DATA SECTION:
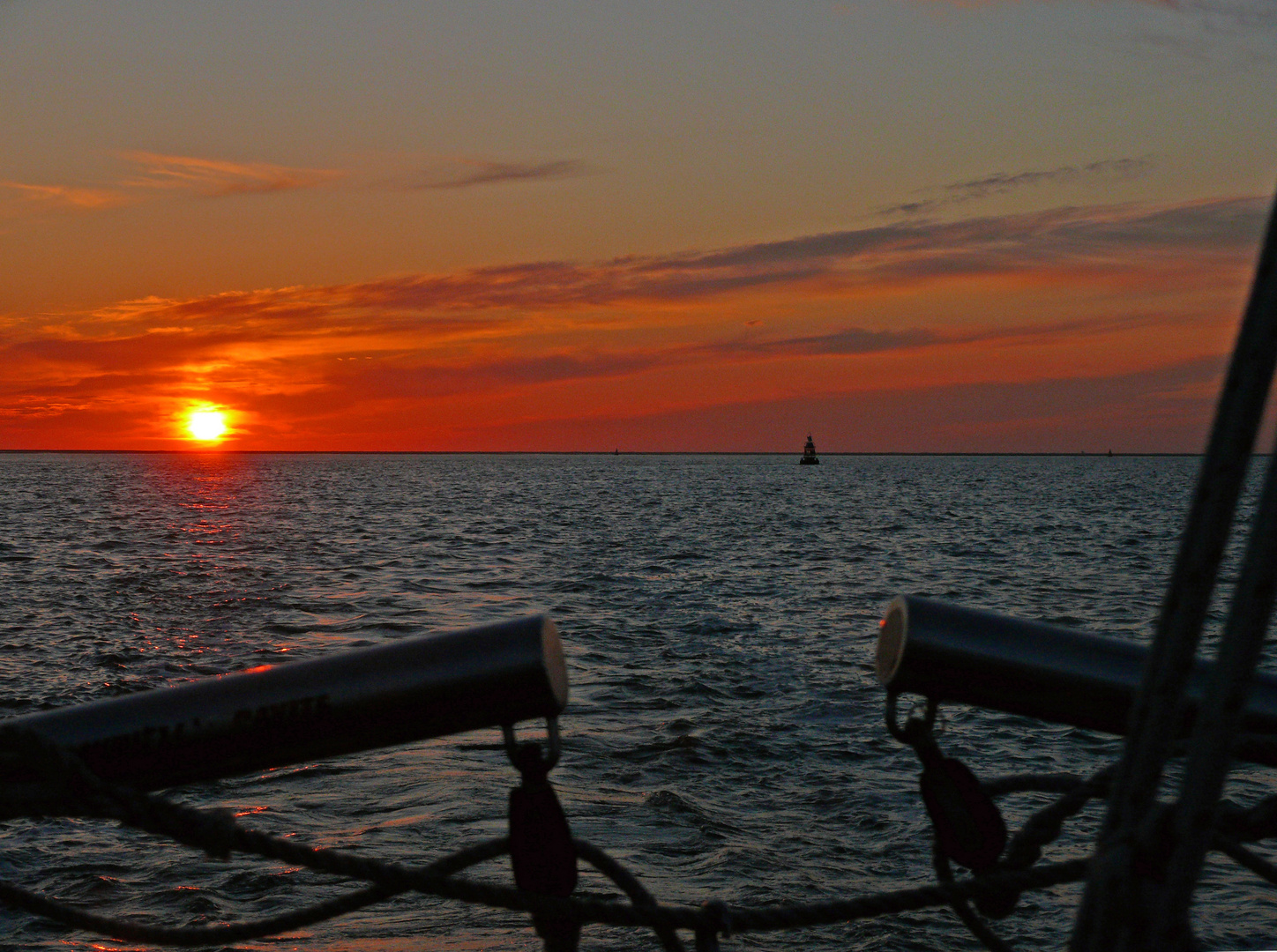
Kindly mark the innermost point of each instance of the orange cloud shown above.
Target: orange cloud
(64, 196)
(214, 177)
(1126, 304)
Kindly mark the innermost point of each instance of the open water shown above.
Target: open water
(724, 737)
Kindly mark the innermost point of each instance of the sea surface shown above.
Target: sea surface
(724, 737)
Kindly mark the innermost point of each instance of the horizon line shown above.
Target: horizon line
(613, 453)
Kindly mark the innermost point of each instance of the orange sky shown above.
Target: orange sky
(690, 282)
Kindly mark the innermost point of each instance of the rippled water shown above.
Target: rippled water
(724, 737)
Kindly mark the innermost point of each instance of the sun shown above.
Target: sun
(205, 425)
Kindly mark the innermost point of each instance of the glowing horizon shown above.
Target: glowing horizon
(721, 253)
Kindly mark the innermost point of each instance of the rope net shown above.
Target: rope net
(67, 787)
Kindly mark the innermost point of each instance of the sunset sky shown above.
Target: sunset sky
(900, 225)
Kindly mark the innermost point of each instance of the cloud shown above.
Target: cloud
(1000, 182)
(65, 196)
(1110, 287)
(1191, 238)
(217, 177)
(469, 173)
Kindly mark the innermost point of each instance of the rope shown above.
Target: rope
(77, 792)
(1114, 903)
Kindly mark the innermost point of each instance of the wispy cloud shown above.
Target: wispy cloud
(1000, 182)
(631, 336)
(216, 177)
(469, 173)
(65, 196)
(1099, 239)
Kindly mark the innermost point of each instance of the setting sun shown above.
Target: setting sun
(205, 424)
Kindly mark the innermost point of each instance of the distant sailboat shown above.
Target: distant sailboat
(809, 453)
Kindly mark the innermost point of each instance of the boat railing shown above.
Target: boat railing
(1139, 877)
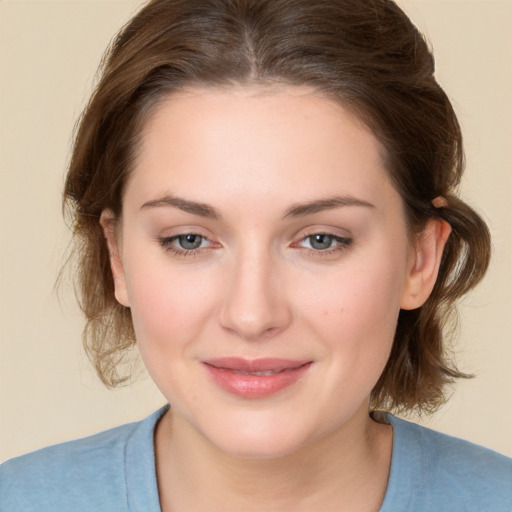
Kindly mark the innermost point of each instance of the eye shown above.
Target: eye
(320, 241)
(185, 244)
(324, 242)
(190, 241)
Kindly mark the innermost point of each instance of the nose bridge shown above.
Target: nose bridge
(254, 304)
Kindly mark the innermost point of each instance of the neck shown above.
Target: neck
(345, 471)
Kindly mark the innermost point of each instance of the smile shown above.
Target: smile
(258, 378)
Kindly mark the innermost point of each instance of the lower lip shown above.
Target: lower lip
(256, 386)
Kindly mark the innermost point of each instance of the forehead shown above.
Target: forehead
(251, 140)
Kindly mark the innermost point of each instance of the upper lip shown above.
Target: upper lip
(255, 365)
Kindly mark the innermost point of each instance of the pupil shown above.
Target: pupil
(190, 241)
(321, 241)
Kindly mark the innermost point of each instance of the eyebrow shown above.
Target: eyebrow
(297, 210)
(201, 209)
(303, 209)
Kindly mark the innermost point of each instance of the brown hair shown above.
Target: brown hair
(367, 55)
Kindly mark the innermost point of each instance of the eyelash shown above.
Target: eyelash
(341, 244)
(168, 244)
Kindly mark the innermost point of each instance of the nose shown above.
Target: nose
(255, 305)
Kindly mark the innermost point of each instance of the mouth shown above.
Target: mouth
(258, 378)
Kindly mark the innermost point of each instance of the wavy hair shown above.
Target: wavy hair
(365, 54)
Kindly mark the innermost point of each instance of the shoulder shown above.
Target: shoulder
(454, 473)
(86, 474)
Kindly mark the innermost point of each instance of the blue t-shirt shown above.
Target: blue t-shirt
(114, 471)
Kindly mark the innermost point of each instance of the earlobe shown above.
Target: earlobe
(425, 262)
(109, 225)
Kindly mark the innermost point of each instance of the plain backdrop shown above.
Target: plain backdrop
(49, 54)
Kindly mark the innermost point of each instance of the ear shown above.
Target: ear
(110, 229)
(424, 263)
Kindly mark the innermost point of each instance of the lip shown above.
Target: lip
(257, 378)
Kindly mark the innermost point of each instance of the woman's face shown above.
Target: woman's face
(264, 255)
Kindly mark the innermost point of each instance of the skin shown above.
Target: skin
(258, 286)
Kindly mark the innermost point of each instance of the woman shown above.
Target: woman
(264, 196)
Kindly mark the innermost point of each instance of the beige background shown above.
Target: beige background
(49, 54)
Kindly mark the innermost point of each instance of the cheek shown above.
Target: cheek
(169, 308)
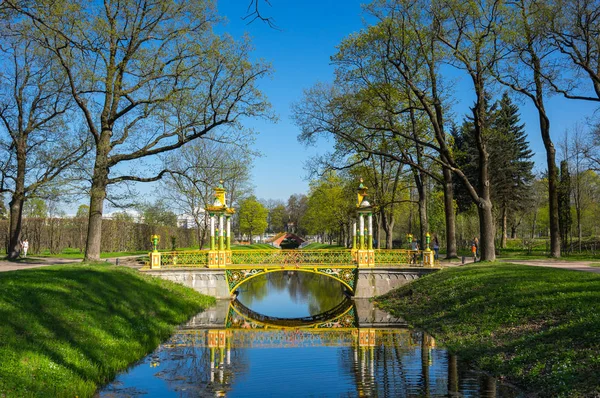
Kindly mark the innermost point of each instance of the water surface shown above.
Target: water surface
(357, 351)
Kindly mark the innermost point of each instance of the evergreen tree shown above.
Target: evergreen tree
(511, 184)
(564, 203)
(510, 158)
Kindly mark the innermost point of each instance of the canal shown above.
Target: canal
(295, 334)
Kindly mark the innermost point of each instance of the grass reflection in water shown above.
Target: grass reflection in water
(377, 356)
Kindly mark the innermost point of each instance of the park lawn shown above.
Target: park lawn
(76, 253)
(538, 327)
(66, 330)
(322, 246)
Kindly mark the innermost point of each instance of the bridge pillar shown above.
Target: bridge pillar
(219, 258)
(228, 233)
(365, 258)
(212, 231)
(428, 258)
(155, 260)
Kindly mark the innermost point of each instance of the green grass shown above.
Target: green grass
(76, 253)
(66, 330)
(539, 327)
(322, 246)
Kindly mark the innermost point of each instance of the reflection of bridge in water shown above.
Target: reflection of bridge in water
(367, 352)
(365, 271)
(354, 325)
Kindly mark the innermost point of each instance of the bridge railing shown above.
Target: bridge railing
(292, 257)
(196, 258)
(399, 257)
(382, 257)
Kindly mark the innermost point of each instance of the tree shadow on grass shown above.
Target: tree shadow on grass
(90, 321)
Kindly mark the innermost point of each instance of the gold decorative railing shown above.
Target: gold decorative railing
(292, 257)
(184, 259)
(398, 257)
(296, 258)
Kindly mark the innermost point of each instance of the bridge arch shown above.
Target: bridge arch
(341, 316)
(346, 275)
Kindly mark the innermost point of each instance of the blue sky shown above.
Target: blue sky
(300, 51)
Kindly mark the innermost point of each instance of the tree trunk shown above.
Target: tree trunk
(451, 250)
(579, 226)
(504, 227)
(388, 227)
(487, 230)
(552, 188)
(422, 203)
(16, 203)
(97, 196)
(16, 220)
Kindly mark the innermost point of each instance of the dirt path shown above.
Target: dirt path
(572, 265)
(36, 262)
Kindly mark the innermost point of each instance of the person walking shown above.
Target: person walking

PROBLEM TO SOLVE:
Please return every one of the lines above word for word, leaving out the pictures.

RESPONSE TO THE EXERCISE:
Kindly mark the innermost point of each instance of the orange cloud shown above.
Target: orange cloud
(64, 196)
(214, 177)
(1126, 304)
Kindly mark the innermost point of each instance of the open water shown above.
Target: open water
(724, 737)
Kindly mark the innermost point of each instance of the sea surface shown above.
Target: sea surface
(724, 737)
Kindly mark the innermost point of each instance of the horizon line shown above.
Target: horizon line
(613, 453)
Kindly mark the innermost point of each instance of the orange sky shown above.
Target: orange sky
(690, 282)
Kindly mark the innermost point of each instance of the rippled water shown above.
Target: rippled water
(724, 737)
Kindly mark the innermost point of each instance of the sun shown above.
Target: sun
(205, 425)
Kindly mark the innermost point of each instance of the glowing horizon shown above.
Target: glowing horizon
(721, 253)
Kindly mark the innermost point of each instance of the rope net shown above.
Target: rope net
(67, 787)
Kindly mark the innermost point of each instance of the sunset sky shown above.
Target: sunset sky
(900, 225)
Kindly mark the innermost point of each instance of the cloud shown above.
Target: cloud
(1000, 182)
(65, 196)
(1110, 287)
(1191, 238)
(217, 177)
(469, 173)
Kindly mark the innermost point of each instance of the rope shown above.
Target: rope
(77, 792)
(1114, 903)
Kindly mark the innermost point of each instance of the wispy cloud shown above.
Target: wispy cloud
(1000, 182)
(631, 336)
(216, 177)
(469, 173)
(65, 196)
(1099, 239)
Kindly mark the innermost point of each instance of the setting sun shown above.
Target: setting sun
(205, 424)
Kindly mark the innermost point of each instance of the distant sailboat shown above.
Target: distant sailboat
(809, 453)
Kindly mark the innermost point of each instance of the boat railing shown above.
Target: boat railing
(1139, 877)
Kindly mark the innermost point of each instance of the eye shown above.
Target: eye
(320, 241)
(185, 244)
(324, 242)
(190, 241)
Kindly mark the innermost point of each instance of the nose bridge shown above.
Target: nose bridge
(254, 304)
Kindly mark the innermost point of each instance of the neck shown above.
Target: neck
(345, 471)
Kindly mark the innermost point of each instance of the smile shown above.
Target: smile
(258, 378)
Kindly mark the innermost point of each instance of the lower lip shown above.
Target: lower lip
(256, 386)
Kindly mark the innermost point of each instance of the forehead shown above.
Target: forehead
(251, 140)
Kindly mark the innermost point of each instance of the upper lip shown above.
Target: upper lip
(255, 365)
Kindly mark the innermost point of each instance of the pupil shown above.
Target: pupil
(190, 241)
(321, 241)
Kindly mark the innermost point of each instance of the eyebrow shown above.
Target: eyebrow
(297, 210)
(201, 209)
(303, 209)
Kindly mark the innermost point of each instance of the brown hair shown above.
Target: brown hair
(367, 55)
Kindly mark the innermost point of each instance of the eyelash shown above.
Target: eyelash
(341, 244)
(168, 244)
Kindly mark the innermost point of each instance of the nose shown above.
Target: nose
(255, 305)
Kindly mark the innermost point of each instance of the mouth shown above.
Target: mouth
(258, 378)
Kindly mark the innermost point of each instance of the wavy hair shown above.
Target: wavy hair
(365, 54)
Kindly mark the innermost point of each instance of the shoulder shown above.
Target: shoulder
(454, 473)
(86, 474)
Kindly mark the innermost point of each instance of the blue t-shirt shown above.
Target: blue t-shirt
(114, 471)
Kindly mark the innermost point of each instance of the earlobe shown above.
Target: earlobe
(425, 262)
(109, 225)
Kindly mark the innermost point of each instance of the plain backdrop shown above.
Target: plain backdrop
(49, 54)
Kindly mark the innermost point of each instance of the ear shown above.
Target: ear
(110, 229)
(424, 263)
Kindly mark the innermost point of each instance of the lip shown above.
Target: lip
(257, 378)
Kindly mark the innermost point of each instance of the woman's face shown above.
Target: woman's face
(264, 255)
Kindly mark the innermost point of each instance of the skin shown above.
Target: skin
(258, 286)
Kindly mark the innermost point of each instance of the woman shown above.
Target: woman
(264, 196)
Kindly mark the innermost point of each instance of the beige background shown above.
Target: beige background
(49, 54)
Kindly mark the innermost point of each instance of the cheek shown above.
Target: cheek
(169, 308)
Kindly mark the innermost point of each instance of the water surface shown above.
Target: water surface
(357, 351)
Kindly mark the innermost point of each instance of the evergreen tree shown above.
Target: evergreen tree
(511, 184)
(564, 203)
(510, 158)
Kindly mark the innermost point of each instance of the canal shown above.
Target: canal
(295, 334)
Kindly mark the innermost point of each instance of the grass reflection in water shown above.
Target: grass reflection in water
(377, 356)
Kindly mark the innermost point of each instance of the park lawn shown above.
Target: park lawn
(76, 253)
(538, 327)
(66, 330)
(322, 246)
Kindly mark the innermost point of each instance of the bridge pillar shown above.
Target: bridge pillar
(219, 258)
(228, 233)
(365, 258)
(212, 231)
(428, 258)
(155, 260)
Kindly mark the innermost point of each instance of the green grass shown above.
Target: green grass
(76, 253)
(66, 330)
(539, 327)
(322, 246)
Kindly mark the innermost point of each instance of the reflection of bridge in water shown above.
Target: reflection of bridge in water
(367, 352)
(365, 271)
(354, 325)
Kindly mark the innermost point of each instance of the bridge railing shown above.
Target: bridge railing
(292, 257)
(196, 258)
(399, 257)
(382, 257)
Kindly mark the innermost point of each instance of the tree shadow on grass shown above.
Target: tree shadow on grass
(90, 321)
Kindly mark the innermost point of each instance of the gold decorative railing shown above.
Target: gold decorative railing
(292, 257)
(184, 259)
(398, 257)
(296, 258)
Kindly mark the innermost point of each instance of the bridge arch shown above.
Target: bridge arch
(341, 316)
(346, 275)
Kindly mark the innermost point of each instance of the blue sky shown above.
Target: blue sky
(300, 51)
Kindly mark the innermost point of each instance of the tree trunk shown above.
Target: tree trunk
(451, 250)
(579, 226)
(504, 227)
(388, 227)
(487, 230)
(552, 188)
(422, 203)
(16, 203)
(97, 196)
(16, 220)
Kindly mark the innermost point of each instance of the dirt path shown above.
Target: dirt path
(572, 265)
(36, 262)
Kindly mark the innermost point of each instance of the person walking shown above.
Target: person walking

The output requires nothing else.